■ Consigne écrite A ■
Répondez à ces questions d'après l'entretien sur le Rideau :
(i) Quelle capacité le Rideau a-t-il apportée à la personne interrogée ?
(ii) Outre son rôle de metteur en scène, qu'a-t-elle dû gérer ?
(iii) Vers quelle gestion mène la nouvelle étape évoquée dans la dernière question ?

+--

Tout le monde sait ce que vous avez apporté au Rideau, mais que vous a apporté le Rideau ?
La capacité à gérer plusieurs choses en même temps. Outre la continuité de mon rôle de metteur en scène, il a fallu gérer l’administration, dialoguer avec les pouvoirs publics. Pour diriger un théâtre, il faut articuler plusieurs logiques et compétences et créer du lien entre tous et donc avoir un regard multiple. Je repars "en compagnie" mais je n’ai plus la même vision de "l’institution" théâtre.
Le passage à la gestion modeste d’une compagnie ne va-t-elle pas créer une sorte de vide ? Comment se préparer à cette nouvelle étape ?

+--

■ Consigne écrite B ■
Relevez chaque ligne de la liste qui contient le mot « road ».

(Éléments répertoriés dans un jeu de données)
+--

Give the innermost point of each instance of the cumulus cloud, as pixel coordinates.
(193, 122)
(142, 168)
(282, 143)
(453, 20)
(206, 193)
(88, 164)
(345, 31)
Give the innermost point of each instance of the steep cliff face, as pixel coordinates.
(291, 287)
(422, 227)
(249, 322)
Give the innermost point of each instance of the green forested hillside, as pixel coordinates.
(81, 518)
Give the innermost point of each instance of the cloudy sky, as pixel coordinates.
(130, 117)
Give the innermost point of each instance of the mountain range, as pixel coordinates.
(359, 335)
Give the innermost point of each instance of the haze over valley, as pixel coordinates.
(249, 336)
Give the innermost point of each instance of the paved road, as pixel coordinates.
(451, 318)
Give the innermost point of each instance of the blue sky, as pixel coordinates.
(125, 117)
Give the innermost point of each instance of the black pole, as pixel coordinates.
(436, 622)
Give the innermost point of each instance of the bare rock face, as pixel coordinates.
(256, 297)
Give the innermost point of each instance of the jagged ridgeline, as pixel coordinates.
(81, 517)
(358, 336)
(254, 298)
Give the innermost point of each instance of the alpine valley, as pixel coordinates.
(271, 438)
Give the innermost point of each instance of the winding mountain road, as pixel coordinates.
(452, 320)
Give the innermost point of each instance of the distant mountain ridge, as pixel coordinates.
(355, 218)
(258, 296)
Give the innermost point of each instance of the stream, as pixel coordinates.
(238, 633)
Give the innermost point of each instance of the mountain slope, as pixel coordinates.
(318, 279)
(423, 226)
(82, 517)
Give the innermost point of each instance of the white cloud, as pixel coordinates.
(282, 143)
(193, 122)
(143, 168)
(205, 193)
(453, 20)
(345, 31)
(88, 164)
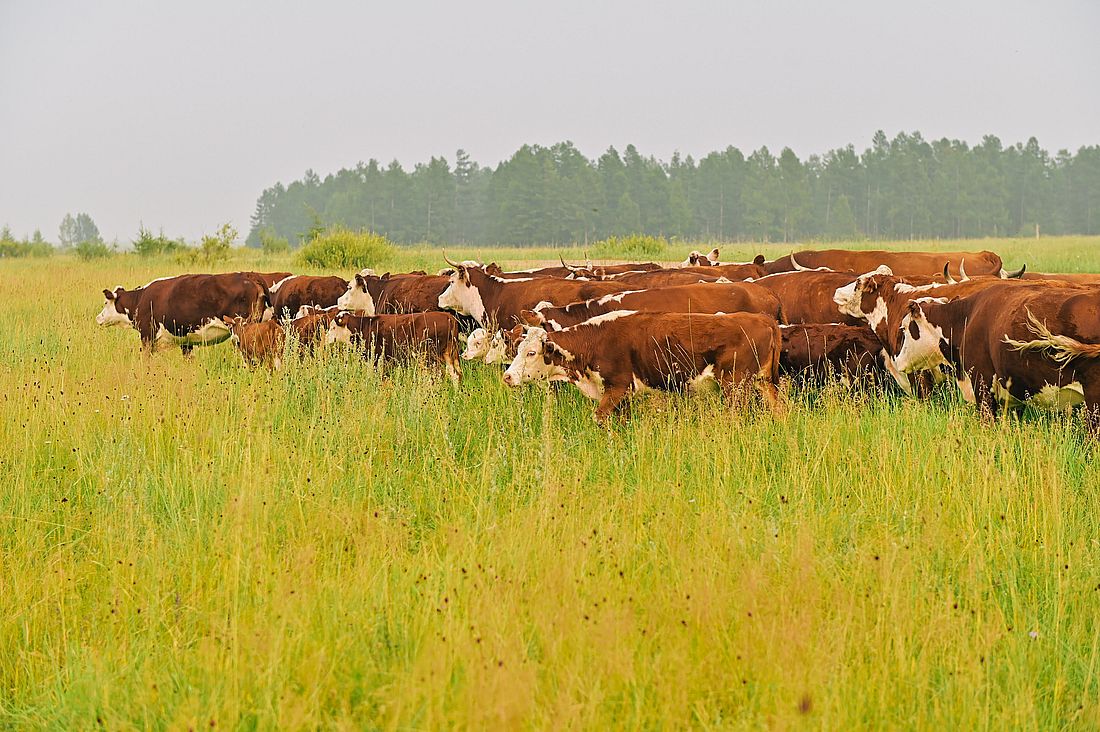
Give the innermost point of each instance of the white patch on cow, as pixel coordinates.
(1059, 399)
(699, 382)
(920, 353)
(356, 298)
(464, 298)
(210, 332)
(279, 283)
(529, 363)
(878, 316)
(337, 334)
(616, 297)
(591, 384)
(476, 345)
(110, 316)
(607, 317)
(967, 388)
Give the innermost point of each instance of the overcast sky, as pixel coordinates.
(178, 115)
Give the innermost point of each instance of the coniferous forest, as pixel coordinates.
(902, 188)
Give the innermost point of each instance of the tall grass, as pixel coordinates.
(188, 542)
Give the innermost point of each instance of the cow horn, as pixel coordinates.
(798, 268)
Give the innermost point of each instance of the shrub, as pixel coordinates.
(92, 249)
(635, 246)
(272, 243)
(343, 249)
(146, 244)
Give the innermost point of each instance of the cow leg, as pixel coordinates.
(611, 399)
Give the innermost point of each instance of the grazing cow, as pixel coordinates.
(496, 348)
(310, 325)
(807, 296)
(184, 310)
(494, 302)
(392, 337)
(817, 351)
(900, 263)
(697, 259)
(612, 356)
(288, 295)
(1032, 342)
(701, 297)
(259, 342)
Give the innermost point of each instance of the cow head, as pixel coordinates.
(922, 342)
(114, 313)
(537, 359)
(851, 298)
(462, 295)
(358, 296)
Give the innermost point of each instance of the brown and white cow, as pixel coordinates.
(494, 302)
(260, 343)
(612, 356)
(185, 310)
(700, 297)
(1011, 345)
(900, 263)
(498, 347)
(818, 351)
(393, 337)
(289, 294)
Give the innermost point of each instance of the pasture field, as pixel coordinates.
(191, 544)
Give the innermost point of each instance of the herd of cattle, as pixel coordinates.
(904, 318)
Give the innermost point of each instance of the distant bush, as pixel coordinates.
(14, 248)
(146, 244)
(272, 243)
(635, 246)
(92, 249)
(213, 248)
(343, 249)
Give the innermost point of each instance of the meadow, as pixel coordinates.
(194, 544)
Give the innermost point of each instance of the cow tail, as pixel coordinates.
(1062, 349)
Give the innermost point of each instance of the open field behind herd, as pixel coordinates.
(191, 543)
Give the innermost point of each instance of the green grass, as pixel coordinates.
(186, 543)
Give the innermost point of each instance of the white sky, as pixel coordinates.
(179, 113)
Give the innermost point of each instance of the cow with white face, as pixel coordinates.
(358, 297)
(612, 356)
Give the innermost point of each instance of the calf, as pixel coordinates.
(393, 337)
(706, 297)
(259, 342)
(614, 354)
(818, 351)
(1011, 345)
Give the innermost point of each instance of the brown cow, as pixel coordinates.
(1010, 345)
(494, 302)
(292, 293)
(900, 263)
(186, 309)
(820, 351)
(260, 343)
(704, 297)
(392, 337)
(614, 354)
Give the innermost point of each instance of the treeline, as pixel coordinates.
(901, 188)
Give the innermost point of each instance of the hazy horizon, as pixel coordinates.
(180, 116)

+--

■ Réponse complète A ■
(i) La capacité à gérer plusieurs choses en même temps.
(ii) L'administration et le dialogue avec les pouvoirs publics.
(iii) Vers la gestion modeste d'une compagnie.

■ Réponse complète B ■
Give the innermost point of each instance of the paved road, as pixel coordinates.
Give the innermost point of each instance of the winding mountain road, as pixel coordinates.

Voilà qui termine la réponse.